When I say that the common is centrally in play in the processes of globalization I refer on the one hand to the land, the forests, the sea, the atmosphere—in short, something like what was traditionally called the commons. On the other hand, the common also names a range of results of human production and creativity, such as ideas, images, code, knowledges, information, and affects. The question of climate change refers primarily to the first of these but the relation between these two notions of the common was also an important factor in Copenhagen. I will return to this briefly below.
Once we conceive of the Copenhagen summit as a struggle over the management of the common, it is useful to separate this struggle into two relatively separate scenes. One scene took place inside the official meetings at the Bella Conference Center, where admission was strictly limited to government representatives, approved NGOs, some journalists, and other select participants. I spent most of my time, however, at the second scene, outside the official meetings, among social movements and activists, whose presence represented an important encounter between the activist traditions focused on environmentalism and those relating to the various aspects of globalization.
The official meetings were the stage for a series of intense, high-level negotiations about the form and hierarchies of the emerging structures of global governance that Antonio Negri and I refer to as Empire. It is even more clear today than ten years ago, when we starting thinking in these terms, that no single nation-state, like the United States or China, can "go it alone" and rule the global system. Any attempts at unilateralism are now doomed to failure. Instead we saw at Copenhagen an example of how the emerging structures of global governance are being constructed within and among three distinct tiers.

• [DATA]:
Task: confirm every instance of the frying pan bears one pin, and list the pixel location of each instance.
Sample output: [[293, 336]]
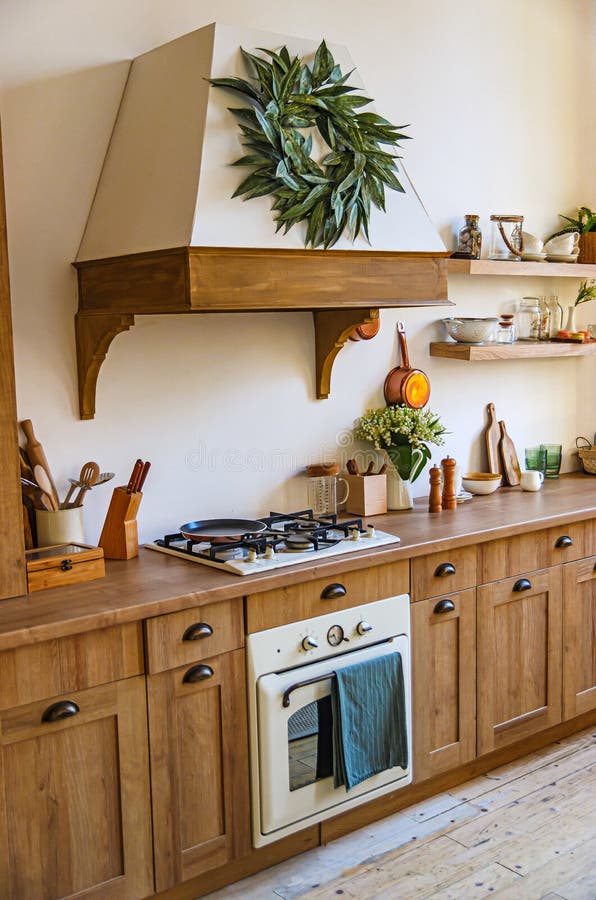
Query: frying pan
[[403, 384], [219, 531]]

• [TASKS AND EXERCISES]:
1) Answer from the Copenhagen passage:
(a) At what conference center did the official meetings take place?
(b) What name do the writer and Antonio Negri give to the emerging structures of global governance?
(c) How many distinct tiers are those structures being constructed within and among?
2) From the Copenhagen passage, quote the text starting with "Once we conceive" and going on through "aspects of globalization.".
3) Render this sentence from the Copenhagen passage in Spanish: "Any attempts at unilateralism are now doomed to failure."

• [EXPECTED OUTPUTS]:
1)
(a) The Bella Conference Center
(b) Empire
(c) Three

2)
Once we conceive of the Copenhagen summit as a struggle over the management of the common, it is useful to separate this struggle into two relatively separate scenes. One scene took place inside the official meetings at the Bella Conference Center, where admission was strictly limited to government representatives, approved NGOs, some journalists, and other select participants. I spent most of my time, however, at the second scene, outside the official meetings, among social movements and activists, whose presence represented an important encounter between the activist traditions focused on environmentalism and those relating to the various aspects of globalization.

3) Cualquier intento de unilateralismo está ahora condenado al fracaso.